> **GIVEN DATA**:
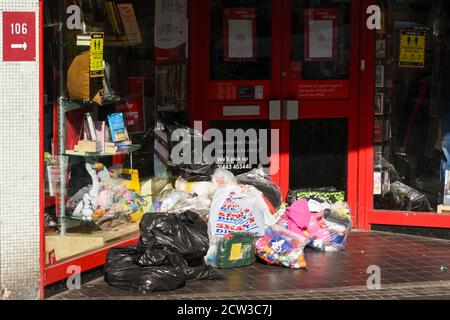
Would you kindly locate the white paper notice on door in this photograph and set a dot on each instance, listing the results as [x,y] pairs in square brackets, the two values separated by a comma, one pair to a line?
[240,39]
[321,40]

* * *

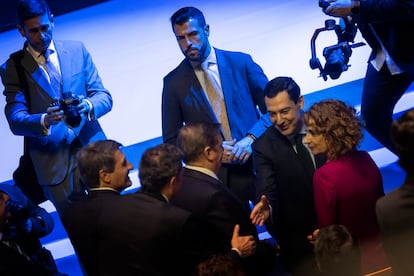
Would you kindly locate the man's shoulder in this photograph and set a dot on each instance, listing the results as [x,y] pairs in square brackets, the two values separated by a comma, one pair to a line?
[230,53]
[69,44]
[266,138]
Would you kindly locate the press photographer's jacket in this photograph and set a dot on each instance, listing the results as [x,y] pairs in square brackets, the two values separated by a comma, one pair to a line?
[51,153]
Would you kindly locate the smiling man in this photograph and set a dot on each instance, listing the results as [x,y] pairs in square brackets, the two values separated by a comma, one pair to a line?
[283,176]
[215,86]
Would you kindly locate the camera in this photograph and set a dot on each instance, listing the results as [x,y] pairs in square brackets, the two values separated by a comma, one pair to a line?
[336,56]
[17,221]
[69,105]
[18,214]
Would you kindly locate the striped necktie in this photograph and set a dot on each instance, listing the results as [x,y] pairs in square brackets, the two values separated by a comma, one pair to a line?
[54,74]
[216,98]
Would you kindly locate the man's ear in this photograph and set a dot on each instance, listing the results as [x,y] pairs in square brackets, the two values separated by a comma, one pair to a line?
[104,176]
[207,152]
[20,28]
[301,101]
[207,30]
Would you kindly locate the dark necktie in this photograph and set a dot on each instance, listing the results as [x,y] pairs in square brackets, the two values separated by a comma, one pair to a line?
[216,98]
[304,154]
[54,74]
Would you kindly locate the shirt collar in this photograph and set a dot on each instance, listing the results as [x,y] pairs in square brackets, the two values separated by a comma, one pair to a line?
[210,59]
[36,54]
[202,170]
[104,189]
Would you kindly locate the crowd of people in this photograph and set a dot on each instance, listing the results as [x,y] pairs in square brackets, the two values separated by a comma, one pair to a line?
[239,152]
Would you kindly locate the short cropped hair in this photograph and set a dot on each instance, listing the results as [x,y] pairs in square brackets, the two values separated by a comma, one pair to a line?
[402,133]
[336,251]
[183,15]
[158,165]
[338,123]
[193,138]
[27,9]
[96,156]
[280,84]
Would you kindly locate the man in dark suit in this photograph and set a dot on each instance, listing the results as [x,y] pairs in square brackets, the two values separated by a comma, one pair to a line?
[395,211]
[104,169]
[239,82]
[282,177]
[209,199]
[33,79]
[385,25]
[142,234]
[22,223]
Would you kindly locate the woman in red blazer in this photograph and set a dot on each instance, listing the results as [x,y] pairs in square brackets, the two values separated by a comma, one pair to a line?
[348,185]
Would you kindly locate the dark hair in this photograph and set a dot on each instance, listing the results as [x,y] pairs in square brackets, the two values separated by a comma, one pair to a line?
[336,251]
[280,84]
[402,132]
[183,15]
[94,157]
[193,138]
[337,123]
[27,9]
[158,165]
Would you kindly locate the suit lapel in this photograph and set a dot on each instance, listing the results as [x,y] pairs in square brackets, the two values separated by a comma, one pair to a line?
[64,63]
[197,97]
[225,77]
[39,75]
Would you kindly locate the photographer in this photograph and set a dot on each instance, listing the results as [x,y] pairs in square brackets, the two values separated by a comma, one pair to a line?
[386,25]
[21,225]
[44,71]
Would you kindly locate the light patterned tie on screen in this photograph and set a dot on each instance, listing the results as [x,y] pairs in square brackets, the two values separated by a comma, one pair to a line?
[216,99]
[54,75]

...

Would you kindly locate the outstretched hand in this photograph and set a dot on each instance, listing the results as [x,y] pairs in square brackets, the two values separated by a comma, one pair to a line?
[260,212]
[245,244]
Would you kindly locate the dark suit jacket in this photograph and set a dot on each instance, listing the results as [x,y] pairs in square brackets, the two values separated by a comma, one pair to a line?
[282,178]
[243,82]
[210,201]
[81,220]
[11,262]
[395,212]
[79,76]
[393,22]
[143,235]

> **YOUR OBJECTIVE**:
Tally the lines of the material above that contain the string "photographer", treating uppercase and lowercase letters as distinct, and give only the resulting number.

> **WORKED SOLUTION**:
2